(Items from a data source)

======

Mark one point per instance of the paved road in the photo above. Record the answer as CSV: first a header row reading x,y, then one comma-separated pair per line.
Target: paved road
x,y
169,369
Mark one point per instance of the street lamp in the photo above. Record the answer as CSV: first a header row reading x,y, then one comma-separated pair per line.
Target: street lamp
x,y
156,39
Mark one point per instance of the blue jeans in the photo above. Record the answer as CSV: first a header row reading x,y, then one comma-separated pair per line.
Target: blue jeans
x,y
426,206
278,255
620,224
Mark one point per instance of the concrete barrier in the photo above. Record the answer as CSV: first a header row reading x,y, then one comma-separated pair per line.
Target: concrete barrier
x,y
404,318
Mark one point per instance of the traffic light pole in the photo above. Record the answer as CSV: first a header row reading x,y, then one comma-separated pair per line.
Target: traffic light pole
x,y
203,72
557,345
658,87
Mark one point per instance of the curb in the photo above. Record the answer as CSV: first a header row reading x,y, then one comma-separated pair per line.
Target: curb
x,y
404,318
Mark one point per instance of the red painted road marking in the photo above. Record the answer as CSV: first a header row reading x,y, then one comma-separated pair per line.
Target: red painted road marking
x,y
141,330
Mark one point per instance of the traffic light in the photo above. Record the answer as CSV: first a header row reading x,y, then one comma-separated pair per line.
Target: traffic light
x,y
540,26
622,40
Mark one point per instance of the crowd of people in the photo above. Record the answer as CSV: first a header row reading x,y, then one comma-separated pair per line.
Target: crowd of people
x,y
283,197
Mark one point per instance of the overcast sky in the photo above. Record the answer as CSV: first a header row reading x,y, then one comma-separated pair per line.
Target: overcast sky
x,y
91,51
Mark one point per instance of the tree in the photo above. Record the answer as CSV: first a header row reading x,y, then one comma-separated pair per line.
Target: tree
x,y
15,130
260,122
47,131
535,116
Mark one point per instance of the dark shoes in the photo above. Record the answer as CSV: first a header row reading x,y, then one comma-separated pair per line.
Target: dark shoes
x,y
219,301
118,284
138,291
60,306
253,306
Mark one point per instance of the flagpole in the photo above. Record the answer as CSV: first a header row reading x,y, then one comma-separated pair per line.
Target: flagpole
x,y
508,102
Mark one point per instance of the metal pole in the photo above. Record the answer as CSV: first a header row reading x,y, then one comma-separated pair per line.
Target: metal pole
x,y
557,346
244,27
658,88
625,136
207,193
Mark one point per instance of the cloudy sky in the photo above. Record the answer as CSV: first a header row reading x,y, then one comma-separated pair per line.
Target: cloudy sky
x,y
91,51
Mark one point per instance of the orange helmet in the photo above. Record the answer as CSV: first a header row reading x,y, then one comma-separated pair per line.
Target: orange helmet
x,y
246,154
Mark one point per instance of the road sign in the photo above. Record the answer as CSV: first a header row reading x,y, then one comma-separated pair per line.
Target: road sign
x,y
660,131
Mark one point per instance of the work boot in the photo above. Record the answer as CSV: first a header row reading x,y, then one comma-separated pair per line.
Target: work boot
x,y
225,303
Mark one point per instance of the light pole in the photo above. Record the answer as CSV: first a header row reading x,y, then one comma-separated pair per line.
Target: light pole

======

◆ PROBLEM STATEMENT
Start at the first line of the entries and stop at the line with "Mark one point per instance of the tree". Retype each of those lines exactly, both ends included.

◆ REPLY
Mark one point per instance of the paved road in the photo above. Record the answer as CSV: first a header row reading x,y, then one comma-separated pair per line.
Target: paved road
x,y
169,369
Mark one point per instance of the street lamp in the photo above. Record the answer as CSV: first a header row reading x,y, then one comma-separated pair per line.
Target: street lamp
x,y
156,39
Mark one point per instance of the blue jeans in the photo above. Record the answer as CSV: first a header row reading x,y, then one comma-separated pair per line.
Target: blue jeans
x,y
426,206
278,255
620,224
Mark one point per instance of the concrete barrier in the photo above. Record the answer as CSV: first a header row reading x,y, then one comma-separated pair per line.
Target: concrete barrier
x,y
404,318
Mark one point per instance of the traffic light pole in the photo above. Record the answer as CSV: first a header row reading x,y, then one comma-separated pair per line.
Target: traffic light pole
x,y
203,72
557,345
658,87
Mark one point per instance of the curb in the photo above. Record the answer as CSV: first a header row reading x,y, then one comma-separated pair per line.
Target: curb
x,y
404,318
Mark one point per instance of the red painted road marking in the photo above. Record the answer as CSV: first a header row reading x,y, then one comma-separated pair per line.
Target: red painted road marking
x,y
141,330
Mark one point per instance of the traffic light in the photo above. Record the answer as CSV: first a header row reading x,y, then one comma-separated pair per line.
Target: traffic light
x,y
540,26
622,40
Mark one point per instance of the crowd of people in the photo above. Record the answer as CSV: first a header row reading x,y, then one comma-separated pair per line.
Target: crowd of people
x,y
283,197
Mark one point per instance of the overcast sky in the photo above. Record the answer as CSV: first a header row reading x,y, then one comma-separated pair per line.
Target: overcast sky
x,y
91,51
Mark one point per instance of the tree in the photo above. Record the answer as CSV: first a header row reading x,y, then one comma-separated pair per line.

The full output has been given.